And thus does the triangle of desire engender the first violent stage of a cycle of revenge: Puloman would do unto Bhrgu as Bhrgu had done unto Puloman, abscond with Pulomā.

    The fire, of course, though speaking only truth, is somewhat stayed by discretion, and therefore hesitates long before answering, cryptically, and in a whisper ([M], p. 57), “I am no less fearful of speaking untruth than of Bhrgu’s curse.” Hereupon the Rakshasa seizes Pulomā, but, before he can carry her off, Pulomā is delivered of Bhrgu’s son: “wrathfully,” he “falls from his mother’s womb to set her free.” And indeed, at the mere sight of this babe, shining bright as the blazing sun, the demon Rakshasa is turned into ashes. The cycle of revenge has passed unto the second generation.

    But the reciprocal violence does not end here. When Bhrgu learns of this encounter, and hears from Pulomā how the fire had betrayed her to the Rakshasa by not concealing that she was Bhrgu’s wife, he becomes so enraged at its indiscriminate telling of truth that he lays a curse upon the sacrificial fire, condemning it, henceforth, likewise to consume not only the specially prepared sacrificial offerings that had hitherto been its diet, but also absolutely anything at all. In this way the ambit of retribution has gotten displaced from its proper target, the Rakshasa, to the truthful fire, contaminating its “good” violence with “bad.”

    The fire is aghast. How can it remain pure and bright, how can it serve as the undefiled mouth of the Gods, if it will be compelled to consume absolutely anything? It will indiscriminately be dispensing both “good” and “bad” violence, without any distinction between them. Utterly dismayed by the fate Bhrgu has cursed it with, but too respectful of the Law to wish to continue the cycle of revenge, say, by pronouncing a retaliatory curse upon the sage, and perhaps aware that a simple abstinence from speech would have served better in response to the Rakshasa than speaking truth, the fire now resolves to abstain entirely from consuming anything, to consume nothing at all, to refrain utterly from accepting the oblations offered it. This decision, too, however, has bad consequences: it so impoverishes the sacrosanct rituals that they can no longer function effectively. The rituals fail, and all creatures suffer. The root cause of this failure, of course, is plainly the escalating reciprocal violence, erupting from the triangle of desire centered around Pulomā, in complete conformity with Girard’s mimetic theory.

# [Collected material]
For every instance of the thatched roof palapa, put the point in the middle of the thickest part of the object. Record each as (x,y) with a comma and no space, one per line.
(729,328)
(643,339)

# [Work instructions]
1. Reproduce the stretch of the passage on Bhrgu and Pulomā from "And thus does" through "abscond with Pulomā.".
2. In the passage on Bhrgu and Pulomā, the fire's resolution is stated as a series of infinitive phrases. List every one of them.

# [Answers given]
1.
And thus does the triangle of desire engender the first violent stage of a cycle of revenge: Puloman would do unto Bhrgu as Bhrgu had done unto Puloman, abscond with Pulomā.

2.
- to abstain entirely from consuming anything
- to consume nothing at all
- to refrain utterly from accepting the oblations offered it